## [Document text]
++++++++
# Which buck?



## ridgetop (Sep 13, 2007)

Here are three bucks I got on camera in the past month but couldn't turn up any of them this past week on the muzzy hunt.
All three are very much different from each other and are very unique in their own way.
Which one do you like the best as is?
and
Which one would you be more excited to see how he turns out next year?

Here's buck #1
I caught him on two different cameras about a mile apart. I'm pretty sure it's the same buck.


----------



## ridgetop (Sep 13, 2007)

Buck #2


----------



## ridgetop (Sep 13, 2007)

Buck#3


----------



## Slockem (Nov 29, 2016)

Buck number 1 and buck number 3 is runner up.


----------



## Critter (Mar 20, 2010)

I'd go with the first one, but that is unless #3 showed up first.


----------



## Muleyboy22 (Aug 25, 2016)

All of the above!

Sent from my SM-G930V using Tapatalk


----------



## brendo (Sep 10, 2013)

I'm diggin #3


----------



## guner (Sep 25, 2007)

Although 3 has real character, I think 1 is what I would vote for, I think a lot of potential.


----------



## stevedcarlson (Apr 19, 2011)

I like three he has some extras that would be cool!


----------



## johnnycake (Jul 19, 2011)

I vote for pie. 


Err, oh yeah...

It would be buck number 2 for me I think. The way he is just kind of squiggly is really unique. As gorgeous as buck 1 is as a typical, he's kind of a cookie cutter 170-180" 4x4. Buck three looks good and heavy with a 4pt frame and some trash and likely scores the most of the three, but idk #2 just turns my crank.


----------



## wyogoob (Sep 7, 2007)

buck 3


----------



## BPturkeys (Sep 13, 2007)
++++++++
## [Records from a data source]
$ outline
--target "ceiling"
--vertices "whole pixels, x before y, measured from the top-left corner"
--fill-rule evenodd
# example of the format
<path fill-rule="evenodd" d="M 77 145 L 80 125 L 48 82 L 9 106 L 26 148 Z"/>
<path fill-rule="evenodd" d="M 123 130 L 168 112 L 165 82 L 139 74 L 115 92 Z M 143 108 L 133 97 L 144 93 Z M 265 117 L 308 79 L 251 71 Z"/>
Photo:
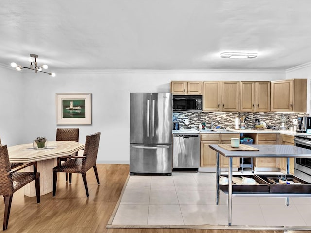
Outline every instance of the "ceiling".
<path fill-rule="evenodd" d="M 1 0 L 0 64 L 286 70 L 311 62 L 311 22 L 310 0 Z"/>

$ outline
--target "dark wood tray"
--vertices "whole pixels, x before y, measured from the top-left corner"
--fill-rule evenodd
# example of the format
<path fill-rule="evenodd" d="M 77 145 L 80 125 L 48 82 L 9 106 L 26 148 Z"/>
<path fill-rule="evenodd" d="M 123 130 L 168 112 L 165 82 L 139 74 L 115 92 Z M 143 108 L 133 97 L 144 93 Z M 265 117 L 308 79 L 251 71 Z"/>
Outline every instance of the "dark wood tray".
<path fill-rule="evenodd" d="M 221 175 L 222 176 L 228 177 L 228 175 Z M 262 180 L 260 177 L 254 175 L 234 175 L 235 177 L 248 177 L 254 179 L 259 184 L 257 185 L 247 185 L 247 184 L 235 184 L 233 183 L 232 185 L 232 192 L 233 193 L 267 193 L 269 192 L 269 183 Z M 228 192 L 228 185 L 219 185 L 219 189 L 225 193 Z"/>
<path fill-rule="evenodd" d="M 298 184 L 280 184 L 277 175 L 255 175 L 269 183 L 270 192 L 274 193 L 311 193 L 311 183 L 293 176 L 286 175 L 288 181 Z"/>

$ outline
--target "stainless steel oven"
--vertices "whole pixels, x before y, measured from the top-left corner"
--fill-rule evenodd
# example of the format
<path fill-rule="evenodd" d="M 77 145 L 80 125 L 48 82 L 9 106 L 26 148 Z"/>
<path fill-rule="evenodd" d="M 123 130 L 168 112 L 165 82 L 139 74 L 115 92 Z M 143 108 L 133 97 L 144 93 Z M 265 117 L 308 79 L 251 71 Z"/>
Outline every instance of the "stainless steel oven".
<path fill-rule="evenodd" d="M 311 149 L 311 135 L 297 135 L 294 139 L 295 146 Z M 295 176 L 311 183 L 311 158 L 296 158 Z"/>

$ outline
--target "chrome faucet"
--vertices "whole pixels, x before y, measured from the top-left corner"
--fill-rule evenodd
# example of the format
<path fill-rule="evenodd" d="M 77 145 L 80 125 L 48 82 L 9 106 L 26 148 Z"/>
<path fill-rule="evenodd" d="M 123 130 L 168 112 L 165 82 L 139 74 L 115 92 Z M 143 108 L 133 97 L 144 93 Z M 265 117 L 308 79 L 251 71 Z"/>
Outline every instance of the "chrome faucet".
<path fill-rule="evenodd" d="M 214 126 L 214 125 L 215 124 L 217 124 L 217 123 L 219 123 L 218 121 L 215 121 L 215 122 L 211 121 L 210 122 L 210 128 L 212 129 L 213 128 L 213 126 Z"/>

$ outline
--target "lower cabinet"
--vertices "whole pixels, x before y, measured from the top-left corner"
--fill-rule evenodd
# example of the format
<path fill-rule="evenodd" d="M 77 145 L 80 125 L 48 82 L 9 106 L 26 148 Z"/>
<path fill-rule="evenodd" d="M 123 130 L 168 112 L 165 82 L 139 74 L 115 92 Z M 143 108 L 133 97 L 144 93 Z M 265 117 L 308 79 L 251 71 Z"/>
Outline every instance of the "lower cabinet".
<path fill-rule="evenodd" d="M 290 135 L 280 135 L 280 141 L 281 144 L 291 145 L 294 146 L 295 143 L 294 141 L 294 137 Z M 285 172 L 287 166 L 287 158 L 279 158 L 278 159 L 278 167 L 281 171 Z M 294 174 L 295 171 L 295 158 L 290 158 L 290 173 Z"/>
<path fill-rule="evenodd" d="M 216 152 L 210 149 L 209 144 L 230 143 L 231 137 L 239 137 L 239 134 L 206 134 L 201 136 L 201 167 L 216 167 Z M 221 167 L 227 168 L 229 159 L 220 156 Z M 240 158 L 234 158 L 232 160 L 233 167 L 239 167 Z"/>

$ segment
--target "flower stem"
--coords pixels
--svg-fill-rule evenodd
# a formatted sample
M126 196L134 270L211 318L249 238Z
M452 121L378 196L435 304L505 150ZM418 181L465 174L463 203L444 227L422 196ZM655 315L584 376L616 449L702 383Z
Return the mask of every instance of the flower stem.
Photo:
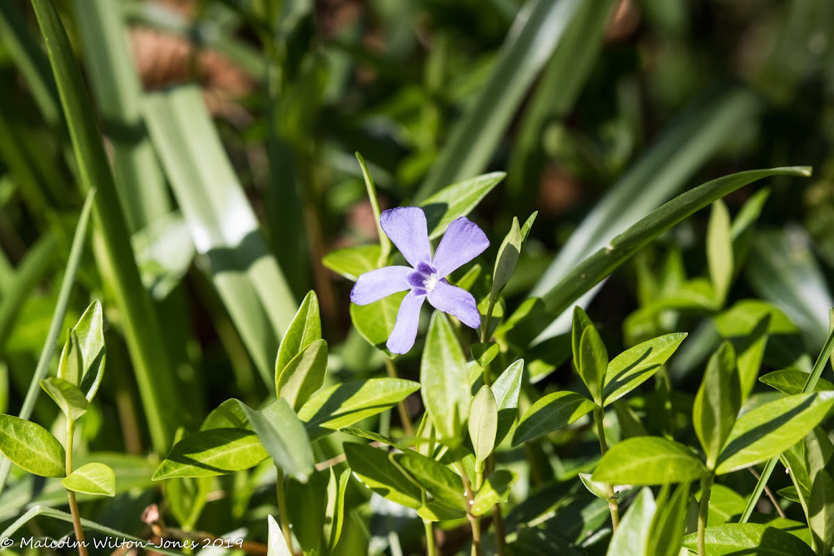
++++++++
## [The tasks]
• A. Count the lines in the records that contain the string "wood", treating uppercase and lowercase as different, and give only the number.
• B. Write the next part of the forum thread about the three trail-camera bucks, picking up after the point where it stops.

## [The replies]
• A. 2

• B.
I like heavy horns...#3


----------



## 7mm Reloaded (Aug 25, 2015)

# 2


----------



## KineKilla (Jan 28, 2011)

I'd take #1 this year and let #2 grow for another season. #3 looks ready for the harvest as well but I already have a buck with trash all over so I'd like something a little more symmetrical.


----------



## Truelife (Feb 6, 2009)

I'd shoot #1 now and be searching for #3 next year. In a perfect world I'd let all three of them go another year.


----------



## bowhunt3r4l1f3 (Jan 12, 2011)

I'm a trashy kinda guy. Gotta go with 3!


----------



## waspocrew (Nov 26, 2011)

I'd punch my tag if all of them showed up, but I definitely like the look of #3!


----------



## LostLouisianian (Oct 11, 2010)

1 then 3. 3 is the nicest of them all but there is just something about 1 that would look good on a wall


----------



## JC HUNTER (May 18, 2015)

What about the forky in the 1st picture? You can't eat the antlers anyhow. JK!! I would have to agree with Jonny, I like the squiggly look of #2. I think that #3 has the most potential to get bigger next year and he's probably the biggest of the 3 this year. It would be cool to see what he turns out to be. Regardless, they are all really nice bucks and I wouldn't hesitate to put my tag on either one of them.


----------



## Vanilla (Dec 11, 2009)

All cool in their own way. I personally like 3, then 1, then 2.


----------



## Nambaster (Nov 15, 2007)

If all 3 of them showed up broadside at the same distance with vitals readily available 3 would be getting the attention.


----------



## AF CYN (Mar 19, 2009)

I like #3, too.


----------



## stillhunterman (Feb 15, 2009)

ridgetop said:


> ....
> Which one do you like the best as is?
> 
> and
> ...


As is, I like #1 the best...really trips my trigger and reminds me of a buck I took many years ago in NE California.

#2 is the one I would like to see the following year, he is funky and cool, and think he might just turn out a bit more funky!8)

All 3 are great lookin' buckies!


----------



## cdbright (Aug 24, 2016)

# 3 !!!!!!!!!!!!!!!!!!!BOOOM (white smoke)!!!!!!!!!!!!!!!!!!!!!


----------



## hazmat (Apr 23, 2009)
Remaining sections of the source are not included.